§ Texte fourni:
◆ ◆ ◆ ◆ ◆

Le samedi 21 juin, la romancière togolaise Noun Fare a dédicacé son second bébé “Les Rivales”. Son premier coup d’essai, “La sirène des-bas-fonds ” a été un “coup de maîtresse” et le best-seller des éditions Awoudy. C’est dans la fraîcheur de son bureau et avec une franchise sans bornes, qu’elle s’est confiée à la rédaction d’Africa Rendez-vous. Elle met le doigt sur une situation que de nombreux togolais évitent, mieux, discutent sur le bout des lèvres : « l’homosexualité ». Lisez plutôt !

Bonjour, devrons-nous vous appeler Marthe Fare ou Noun Fare ?

Eh …Noun Fare pour la romancière, Marthe Fare c’est pour la journaliste.

Qu’est-ce qui motive ce choix ?

C’est le choix de l’éditeur. Au début je ne signais même pas Noun Fare, je signais dream girl à l’époque, j’étais encore toute naïve. Quand le premier texte était prêt, je suis allé voir l’éditeur. Je lui avais demandé s’il n’était pas mieux que je signe Marthe Fare. C’est plus court et les gens me connaissent plus sur ce nom. Et l’éditeur m’a dit non, « j’ai vu sur facebook que tu t’appelais Nounfoh Fare. » En France les gens avaient du mal à prononcer mon nom Nounfoh et ils avaient trouvé le diminutif Noun. Et l’éditeur m’a dit que Noun est un prénom plus court à retenir. Nous nous sommes mis d’accord et c’est depuis ce jour que je signe Noun Fare.

◆ ◆ ◆ ◆ ◆

§ Entrées répertoriées:
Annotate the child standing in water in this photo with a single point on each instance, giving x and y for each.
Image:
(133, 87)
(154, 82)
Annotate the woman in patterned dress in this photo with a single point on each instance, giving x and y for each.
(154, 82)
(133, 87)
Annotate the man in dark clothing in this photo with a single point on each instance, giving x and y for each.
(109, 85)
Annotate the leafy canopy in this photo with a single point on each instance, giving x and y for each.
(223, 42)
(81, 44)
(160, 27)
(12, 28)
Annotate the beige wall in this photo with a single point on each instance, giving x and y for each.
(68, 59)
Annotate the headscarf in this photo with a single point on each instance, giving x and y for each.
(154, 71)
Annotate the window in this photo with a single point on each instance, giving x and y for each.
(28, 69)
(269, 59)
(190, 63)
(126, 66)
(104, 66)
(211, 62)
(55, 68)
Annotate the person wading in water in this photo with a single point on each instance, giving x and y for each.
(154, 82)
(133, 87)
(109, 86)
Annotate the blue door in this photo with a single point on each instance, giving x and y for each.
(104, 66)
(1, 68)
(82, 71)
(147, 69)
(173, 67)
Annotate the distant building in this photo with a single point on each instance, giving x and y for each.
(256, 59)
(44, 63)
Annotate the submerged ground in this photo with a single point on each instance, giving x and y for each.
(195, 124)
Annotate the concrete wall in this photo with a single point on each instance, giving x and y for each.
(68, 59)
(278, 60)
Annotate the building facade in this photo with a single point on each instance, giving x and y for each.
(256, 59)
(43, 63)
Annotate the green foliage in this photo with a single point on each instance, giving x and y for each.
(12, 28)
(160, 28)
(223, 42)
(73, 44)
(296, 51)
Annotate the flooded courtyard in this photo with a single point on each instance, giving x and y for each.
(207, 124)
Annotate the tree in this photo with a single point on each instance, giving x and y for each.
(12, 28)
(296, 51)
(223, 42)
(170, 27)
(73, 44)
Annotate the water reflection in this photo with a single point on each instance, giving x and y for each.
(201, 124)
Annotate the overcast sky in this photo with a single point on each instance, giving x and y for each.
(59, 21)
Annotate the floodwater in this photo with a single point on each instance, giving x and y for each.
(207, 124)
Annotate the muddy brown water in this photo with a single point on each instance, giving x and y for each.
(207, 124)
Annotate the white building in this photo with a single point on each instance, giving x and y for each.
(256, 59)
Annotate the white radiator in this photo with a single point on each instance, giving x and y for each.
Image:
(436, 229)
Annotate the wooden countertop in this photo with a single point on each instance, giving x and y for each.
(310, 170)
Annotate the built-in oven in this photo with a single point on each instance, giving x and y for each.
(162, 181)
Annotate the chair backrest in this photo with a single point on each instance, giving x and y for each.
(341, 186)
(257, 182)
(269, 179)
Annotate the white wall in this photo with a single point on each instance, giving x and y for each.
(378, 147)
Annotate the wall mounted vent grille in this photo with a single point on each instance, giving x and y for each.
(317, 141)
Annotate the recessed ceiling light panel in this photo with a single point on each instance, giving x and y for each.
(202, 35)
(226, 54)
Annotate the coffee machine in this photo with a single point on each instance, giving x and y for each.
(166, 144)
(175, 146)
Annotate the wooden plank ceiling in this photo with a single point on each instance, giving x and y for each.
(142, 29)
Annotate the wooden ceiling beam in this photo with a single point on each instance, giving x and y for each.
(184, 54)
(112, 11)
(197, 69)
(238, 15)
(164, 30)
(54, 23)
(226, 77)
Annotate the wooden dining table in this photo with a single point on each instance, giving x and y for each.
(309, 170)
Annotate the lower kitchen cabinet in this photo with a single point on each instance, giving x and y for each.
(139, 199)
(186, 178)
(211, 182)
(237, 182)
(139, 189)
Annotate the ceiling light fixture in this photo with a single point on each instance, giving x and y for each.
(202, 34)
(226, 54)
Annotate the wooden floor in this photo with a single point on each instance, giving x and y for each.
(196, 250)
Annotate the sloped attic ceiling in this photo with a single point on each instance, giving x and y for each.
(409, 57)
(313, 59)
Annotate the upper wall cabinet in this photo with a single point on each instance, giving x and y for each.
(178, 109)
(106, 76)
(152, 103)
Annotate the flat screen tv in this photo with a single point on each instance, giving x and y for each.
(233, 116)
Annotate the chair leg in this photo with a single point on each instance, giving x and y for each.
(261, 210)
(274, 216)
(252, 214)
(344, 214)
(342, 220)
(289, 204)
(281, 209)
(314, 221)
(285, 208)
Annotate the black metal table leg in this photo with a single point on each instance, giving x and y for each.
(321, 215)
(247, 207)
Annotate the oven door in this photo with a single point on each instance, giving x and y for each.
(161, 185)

◆ ◆ ◆ ◆ ◆

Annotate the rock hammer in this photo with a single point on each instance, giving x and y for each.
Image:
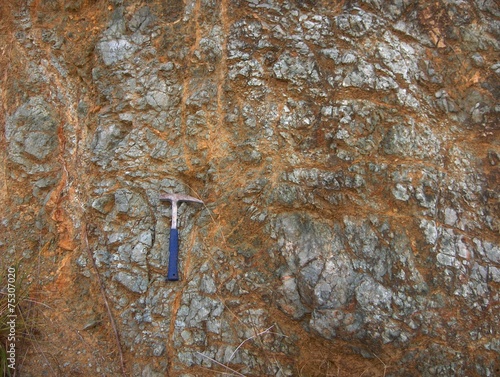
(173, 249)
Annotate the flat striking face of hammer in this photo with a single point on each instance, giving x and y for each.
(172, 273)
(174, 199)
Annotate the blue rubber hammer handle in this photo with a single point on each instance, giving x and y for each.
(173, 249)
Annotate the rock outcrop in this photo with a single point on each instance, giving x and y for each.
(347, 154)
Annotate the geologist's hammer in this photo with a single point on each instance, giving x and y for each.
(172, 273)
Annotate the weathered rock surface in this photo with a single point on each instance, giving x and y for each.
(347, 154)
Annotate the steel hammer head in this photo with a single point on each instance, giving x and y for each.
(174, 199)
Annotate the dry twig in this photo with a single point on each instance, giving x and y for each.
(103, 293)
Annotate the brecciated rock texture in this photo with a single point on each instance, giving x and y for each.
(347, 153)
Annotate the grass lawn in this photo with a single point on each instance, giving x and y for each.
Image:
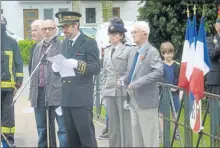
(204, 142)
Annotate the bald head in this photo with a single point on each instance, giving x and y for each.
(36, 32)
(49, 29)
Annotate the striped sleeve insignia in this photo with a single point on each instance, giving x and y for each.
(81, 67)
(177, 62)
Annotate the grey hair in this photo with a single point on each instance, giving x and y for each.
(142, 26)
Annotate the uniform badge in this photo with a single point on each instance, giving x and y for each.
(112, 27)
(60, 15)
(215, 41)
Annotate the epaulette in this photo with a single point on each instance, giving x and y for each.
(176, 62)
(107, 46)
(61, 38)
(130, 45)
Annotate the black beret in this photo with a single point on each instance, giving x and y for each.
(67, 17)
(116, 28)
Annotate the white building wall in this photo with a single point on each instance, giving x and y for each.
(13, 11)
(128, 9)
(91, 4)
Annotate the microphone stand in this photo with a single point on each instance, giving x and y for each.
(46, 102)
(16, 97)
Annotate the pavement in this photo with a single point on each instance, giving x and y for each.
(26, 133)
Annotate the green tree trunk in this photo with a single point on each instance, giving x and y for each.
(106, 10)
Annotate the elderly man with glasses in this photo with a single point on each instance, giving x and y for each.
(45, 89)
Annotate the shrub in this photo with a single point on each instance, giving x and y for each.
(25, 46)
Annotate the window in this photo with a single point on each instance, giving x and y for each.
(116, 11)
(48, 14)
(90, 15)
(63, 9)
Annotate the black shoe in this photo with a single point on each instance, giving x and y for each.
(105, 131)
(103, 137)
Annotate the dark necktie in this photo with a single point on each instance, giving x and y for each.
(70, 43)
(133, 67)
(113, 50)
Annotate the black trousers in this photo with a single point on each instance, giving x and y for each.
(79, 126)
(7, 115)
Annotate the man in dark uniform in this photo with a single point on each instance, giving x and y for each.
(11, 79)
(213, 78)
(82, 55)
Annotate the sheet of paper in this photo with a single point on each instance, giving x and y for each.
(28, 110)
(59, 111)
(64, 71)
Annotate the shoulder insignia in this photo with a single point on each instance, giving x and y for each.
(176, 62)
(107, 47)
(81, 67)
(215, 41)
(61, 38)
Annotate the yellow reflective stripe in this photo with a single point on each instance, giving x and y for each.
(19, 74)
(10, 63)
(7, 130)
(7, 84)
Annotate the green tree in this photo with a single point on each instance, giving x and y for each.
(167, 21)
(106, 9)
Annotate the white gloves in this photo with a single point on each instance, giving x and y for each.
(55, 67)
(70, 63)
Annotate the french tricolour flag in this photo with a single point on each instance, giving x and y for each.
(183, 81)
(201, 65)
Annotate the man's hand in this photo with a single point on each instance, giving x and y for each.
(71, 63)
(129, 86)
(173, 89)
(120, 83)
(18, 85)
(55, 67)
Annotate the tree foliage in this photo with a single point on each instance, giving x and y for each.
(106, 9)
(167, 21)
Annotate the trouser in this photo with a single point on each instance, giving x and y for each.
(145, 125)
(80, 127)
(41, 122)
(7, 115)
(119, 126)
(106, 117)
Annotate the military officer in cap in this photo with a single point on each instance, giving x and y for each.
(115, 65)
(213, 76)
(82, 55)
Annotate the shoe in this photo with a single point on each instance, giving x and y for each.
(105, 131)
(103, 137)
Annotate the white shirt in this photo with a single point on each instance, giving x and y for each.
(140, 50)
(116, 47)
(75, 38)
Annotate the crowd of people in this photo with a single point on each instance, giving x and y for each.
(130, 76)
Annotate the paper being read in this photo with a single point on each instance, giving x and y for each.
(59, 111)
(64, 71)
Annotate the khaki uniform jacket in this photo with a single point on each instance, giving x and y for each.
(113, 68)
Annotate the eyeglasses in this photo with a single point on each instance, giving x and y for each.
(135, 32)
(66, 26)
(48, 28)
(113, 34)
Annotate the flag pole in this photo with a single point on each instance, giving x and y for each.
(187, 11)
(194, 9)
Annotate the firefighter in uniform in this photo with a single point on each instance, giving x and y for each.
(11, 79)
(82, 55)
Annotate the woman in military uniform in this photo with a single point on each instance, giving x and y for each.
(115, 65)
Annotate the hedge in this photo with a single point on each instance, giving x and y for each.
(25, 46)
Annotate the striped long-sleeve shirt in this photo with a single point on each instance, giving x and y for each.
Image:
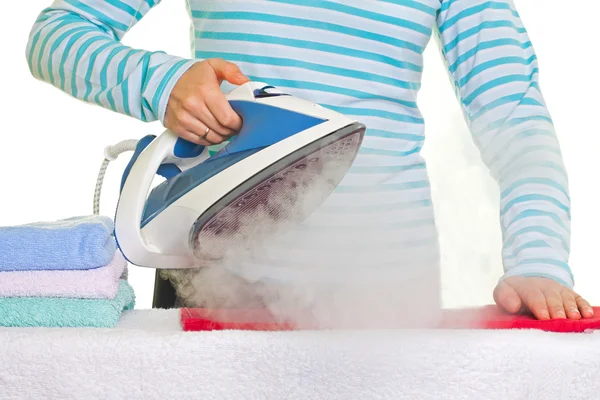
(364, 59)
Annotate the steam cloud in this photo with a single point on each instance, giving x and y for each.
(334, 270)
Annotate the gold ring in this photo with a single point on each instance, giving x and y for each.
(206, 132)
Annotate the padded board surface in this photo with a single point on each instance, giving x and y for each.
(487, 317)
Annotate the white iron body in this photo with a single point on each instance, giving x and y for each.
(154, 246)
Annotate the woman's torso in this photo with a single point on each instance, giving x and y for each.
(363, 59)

◆ ◆ ◆ ◆ ◆

§ À faire: Poursuivez, s'il vous plaît, l'entretien avec la romancière Noun Fare là où il s'arrête. Les données ne sont pas nécessaires ici.

§ Réponse rédigée:
La sirène des bas-fonds a été votre première production littéraire…

C’est le premier texte que j’ai publié. J’avais d’autres textes et j’ai encore d’autres textes qui dorment dans mes ordinateurs. C’est le premier texte que j’avais choisi de publier. C’est mon texte essai.

Quel a été le feed-back de vos lecteurs ?

Ouh… Je n’ai eu que des retours positifs que je qualifierai de flatteur, mais en même temps je me demande si cela est flatteur quand le nombre d’exemplaires édité a été épuisé. Actuellement, il y a une réédition de cette nouvelle. Les lecteurs me disent que “La sirène des-bas-fonds ” se lit très vite et qu’il est difficile d’en interrompre la lecture quant on commence. Ils disent aussi que l’histoire est intéressante, et qu’elle est au-delà de la moyenne de tout ce qui est publié à Lomé. Oui les retours sont flatteurs, mais comme on dit « apprenons que tout flatteur vit au dépend de celui qui l’écoute. » Est-ce que je vis au dépend des autres ? Je n’en sais rien. Personnellement, j’ai soumis le texte à des ainés, des écrivains plus expérimentés que moi, qui m’ont dit qu’il y avait de la matière, mais ils auraient préféré que j’en fasse un roman plutôt qu’une nouvelle.

A-t-il été difficile d’accoucher “ Rivales ” ?

Je dirais oui et non. J’ai fini la rédaction il y a un an et demi, alors que je finissais mon Master. Et quand je suis rentrée à Lomé, je l’ai présenté à mon maître en écriture, Kangni Alem, qui a préfacé “La sirène des-bas-fonds ”. Il me dit « non ton texte finit de manière paresseuse, il faut le ré-ouvrir». Il m’a dit que le problème avec nous, les jeunes écrivains, c’est que lorsque nous sommes fatigués de ce que nous avons à faire, nous lâchons le texte en plein milieu, en tuant le personnage ou en le rendant fou.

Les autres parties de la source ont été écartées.